In the items below, how many lines contain the string "white", counting only matches whose capitalization is identical? Reply with the number alone.

=== Material ===

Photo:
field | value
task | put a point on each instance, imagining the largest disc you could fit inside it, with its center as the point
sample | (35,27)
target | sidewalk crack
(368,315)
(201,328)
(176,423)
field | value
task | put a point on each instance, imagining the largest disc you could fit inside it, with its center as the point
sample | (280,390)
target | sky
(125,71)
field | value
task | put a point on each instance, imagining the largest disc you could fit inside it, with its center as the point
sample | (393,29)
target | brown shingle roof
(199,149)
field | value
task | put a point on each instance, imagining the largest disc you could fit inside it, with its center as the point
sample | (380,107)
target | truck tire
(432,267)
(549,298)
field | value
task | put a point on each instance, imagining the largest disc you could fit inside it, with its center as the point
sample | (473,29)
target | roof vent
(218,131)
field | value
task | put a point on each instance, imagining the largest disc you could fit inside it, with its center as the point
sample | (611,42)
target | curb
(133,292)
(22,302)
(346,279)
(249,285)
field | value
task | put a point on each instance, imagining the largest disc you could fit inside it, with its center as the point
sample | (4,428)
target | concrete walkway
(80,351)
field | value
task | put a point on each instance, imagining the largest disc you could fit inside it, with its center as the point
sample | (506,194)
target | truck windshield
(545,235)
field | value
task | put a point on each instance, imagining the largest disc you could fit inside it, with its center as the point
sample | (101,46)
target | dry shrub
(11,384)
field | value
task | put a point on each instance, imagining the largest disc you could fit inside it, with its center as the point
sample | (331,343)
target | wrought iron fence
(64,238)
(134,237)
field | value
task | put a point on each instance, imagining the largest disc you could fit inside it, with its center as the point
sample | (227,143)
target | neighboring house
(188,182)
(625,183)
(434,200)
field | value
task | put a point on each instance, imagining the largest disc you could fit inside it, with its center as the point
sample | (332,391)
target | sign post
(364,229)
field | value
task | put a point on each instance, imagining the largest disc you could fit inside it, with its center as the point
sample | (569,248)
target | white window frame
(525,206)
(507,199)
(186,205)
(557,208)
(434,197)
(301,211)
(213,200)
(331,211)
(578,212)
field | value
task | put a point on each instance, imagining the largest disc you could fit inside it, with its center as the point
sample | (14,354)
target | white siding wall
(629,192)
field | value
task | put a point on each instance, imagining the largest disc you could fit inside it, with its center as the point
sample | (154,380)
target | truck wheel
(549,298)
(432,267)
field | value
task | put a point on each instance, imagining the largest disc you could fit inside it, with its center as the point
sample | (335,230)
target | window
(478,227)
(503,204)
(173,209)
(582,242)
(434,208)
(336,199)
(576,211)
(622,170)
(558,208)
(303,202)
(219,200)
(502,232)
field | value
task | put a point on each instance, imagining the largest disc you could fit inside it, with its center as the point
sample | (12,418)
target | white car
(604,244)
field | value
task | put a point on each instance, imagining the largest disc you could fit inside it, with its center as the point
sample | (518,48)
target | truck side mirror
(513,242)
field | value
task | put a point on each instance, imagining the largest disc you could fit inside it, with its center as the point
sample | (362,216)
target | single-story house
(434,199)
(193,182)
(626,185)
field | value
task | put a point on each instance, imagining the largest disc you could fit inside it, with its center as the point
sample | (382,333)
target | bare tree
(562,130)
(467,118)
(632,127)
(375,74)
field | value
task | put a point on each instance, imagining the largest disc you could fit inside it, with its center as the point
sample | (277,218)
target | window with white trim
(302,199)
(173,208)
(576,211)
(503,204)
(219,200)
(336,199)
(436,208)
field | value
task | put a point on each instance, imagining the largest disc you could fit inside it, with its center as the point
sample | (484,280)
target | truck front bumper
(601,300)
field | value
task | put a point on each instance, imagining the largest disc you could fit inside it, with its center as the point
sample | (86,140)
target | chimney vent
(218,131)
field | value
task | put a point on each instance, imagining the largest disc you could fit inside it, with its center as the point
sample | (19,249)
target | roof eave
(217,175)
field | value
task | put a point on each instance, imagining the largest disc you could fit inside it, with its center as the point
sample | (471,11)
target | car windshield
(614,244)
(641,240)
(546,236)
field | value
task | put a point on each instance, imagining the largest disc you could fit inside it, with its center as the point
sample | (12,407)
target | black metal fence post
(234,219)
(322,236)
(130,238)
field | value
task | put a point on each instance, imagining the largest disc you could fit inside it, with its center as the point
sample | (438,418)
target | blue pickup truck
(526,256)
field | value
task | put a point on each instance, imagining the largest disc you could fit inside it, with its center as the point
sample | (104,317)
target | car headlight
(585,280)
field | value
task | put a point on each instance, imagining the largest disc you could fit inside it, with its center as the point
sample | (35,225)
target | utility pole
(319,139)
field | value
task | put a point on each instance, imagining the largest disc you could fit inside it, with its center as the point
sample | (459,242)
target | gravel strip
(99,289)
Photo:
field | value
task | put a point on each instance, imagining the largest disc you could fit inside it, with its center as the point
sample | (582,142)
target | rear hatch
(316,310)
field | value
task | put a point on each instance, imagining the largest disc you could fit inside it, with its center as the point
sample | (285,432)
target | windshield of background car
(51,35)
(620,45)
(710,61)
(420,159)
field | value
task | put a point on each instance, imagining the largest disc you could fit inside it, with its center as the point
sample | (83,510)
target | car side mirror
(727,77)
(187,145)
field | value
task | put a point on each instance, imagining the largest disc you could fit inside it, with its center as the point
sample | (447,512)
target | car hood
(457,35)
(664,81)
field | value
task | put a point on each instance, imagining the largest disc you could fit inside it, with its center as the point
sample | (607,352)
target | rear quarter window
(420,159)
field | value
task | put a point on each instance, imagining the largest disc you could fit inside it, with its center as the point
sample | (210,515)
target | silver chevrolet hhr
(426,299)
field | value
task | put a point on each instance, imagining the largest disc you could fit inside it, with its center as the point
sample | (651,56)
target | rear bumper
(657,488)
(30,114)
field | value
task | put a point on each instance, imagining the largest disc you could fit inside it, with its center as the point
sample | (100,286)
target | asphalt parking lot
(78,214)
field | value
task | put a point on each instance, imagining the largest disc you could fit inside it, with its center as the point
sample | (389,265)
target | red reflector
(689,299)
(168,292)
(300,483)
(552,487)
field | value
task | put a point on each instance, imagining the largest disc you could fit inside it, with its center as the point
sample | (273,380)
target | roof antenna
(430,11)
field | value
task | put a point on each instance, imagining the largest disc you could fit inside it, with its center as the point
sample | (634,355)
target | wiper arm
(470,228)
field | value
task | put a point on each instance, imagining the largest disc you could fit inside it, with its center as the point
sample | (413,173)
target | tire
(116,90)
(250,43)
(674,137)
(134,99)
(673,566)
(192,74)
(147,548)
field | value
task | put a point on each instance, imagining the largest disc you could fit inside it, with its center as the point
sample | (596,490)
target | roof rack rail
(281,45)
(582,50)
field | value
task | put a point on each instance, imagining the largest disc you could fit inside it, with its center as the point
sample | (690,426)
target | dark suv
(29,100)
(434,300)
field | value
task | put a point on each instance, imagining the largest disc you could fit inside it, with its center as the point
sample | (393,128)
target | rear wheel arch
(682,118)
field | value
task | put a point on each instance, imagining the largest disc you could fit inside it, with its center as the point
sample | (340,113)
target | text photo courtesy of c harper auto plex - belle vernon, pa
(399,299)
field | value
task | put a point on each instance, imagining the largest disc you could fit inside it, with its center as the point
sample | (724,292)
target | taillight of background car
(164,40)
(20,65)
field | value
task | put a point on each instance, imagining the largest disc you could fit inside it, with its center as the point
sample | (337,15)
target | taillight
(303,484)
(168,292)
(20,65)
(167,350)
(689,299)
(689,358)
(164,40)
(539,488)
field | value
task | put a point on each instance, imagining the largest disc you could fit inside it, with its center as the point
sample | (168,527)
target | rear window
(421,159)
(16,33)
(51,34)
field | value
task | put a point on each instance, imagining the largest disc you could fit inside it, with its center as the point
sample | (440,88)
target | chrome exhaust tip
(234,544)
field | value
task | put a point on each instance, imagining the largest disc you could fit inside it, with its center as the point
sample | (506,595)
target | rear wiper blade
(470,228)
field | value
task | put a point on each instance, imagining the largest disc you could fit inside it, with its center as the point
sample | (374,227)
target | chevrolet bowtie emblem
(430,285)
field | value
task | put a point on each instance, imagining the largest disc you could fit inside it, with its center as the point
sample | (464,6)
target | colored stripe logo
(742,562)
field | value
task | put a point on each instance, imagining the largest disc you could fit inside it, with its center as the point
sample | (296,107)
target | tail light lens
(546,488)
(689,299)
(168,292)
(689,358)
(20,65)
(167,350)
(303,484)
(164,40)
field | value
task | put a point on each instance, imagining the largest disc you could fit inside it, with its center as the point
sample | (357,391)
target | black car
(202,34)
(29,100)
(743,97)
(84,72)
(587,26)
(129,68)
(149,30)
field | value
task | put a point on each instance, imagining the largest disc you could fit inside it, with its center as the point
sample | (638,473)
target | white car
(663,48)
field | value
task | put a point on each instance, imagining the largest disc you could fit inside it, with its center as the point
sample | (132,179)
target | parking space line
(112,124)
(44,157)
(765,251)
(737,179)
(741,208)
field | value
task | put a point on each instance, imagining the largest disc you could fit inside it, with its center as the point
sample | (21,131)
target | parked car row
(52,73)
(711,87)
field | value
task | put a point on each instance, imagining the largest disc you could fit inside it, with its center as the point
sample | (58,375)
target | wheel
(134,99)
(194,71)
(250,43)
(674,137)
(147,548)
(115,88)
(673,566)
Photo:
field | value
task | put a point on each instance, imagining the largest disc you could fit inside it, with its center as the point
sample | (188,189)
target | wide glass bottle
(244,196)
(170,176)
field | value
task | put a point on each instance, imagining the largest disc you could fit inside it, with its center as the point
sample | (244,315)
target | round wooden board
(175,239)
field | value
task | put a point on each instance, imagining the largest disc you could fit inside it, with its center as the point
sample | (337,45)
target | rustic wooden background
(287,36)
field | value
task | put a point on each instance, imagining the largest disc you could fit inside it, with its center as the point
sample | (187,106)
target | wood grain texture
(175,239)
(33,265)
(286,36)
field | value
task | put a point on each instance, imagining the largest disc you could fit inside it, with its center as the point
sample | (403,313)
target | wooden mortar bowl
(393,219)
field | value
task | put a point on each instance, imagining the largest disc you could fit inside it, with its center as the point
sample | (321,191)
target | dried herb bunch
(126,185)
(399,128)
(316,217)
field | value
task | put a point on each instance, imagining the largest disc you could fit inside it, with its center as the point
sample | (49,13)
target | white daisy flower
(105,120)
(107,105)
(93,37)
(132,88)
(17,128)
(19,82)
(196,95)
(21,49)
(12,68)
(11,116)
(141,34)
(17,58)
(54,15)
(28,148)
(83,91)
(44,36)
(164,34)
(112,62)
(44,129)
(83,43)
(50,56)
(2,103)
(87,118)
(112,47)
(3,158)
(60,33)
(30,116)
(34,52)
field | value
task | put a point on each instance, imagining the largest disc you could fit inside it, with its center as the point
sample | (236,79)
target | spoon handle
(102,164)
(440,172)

===

■ Full solution
6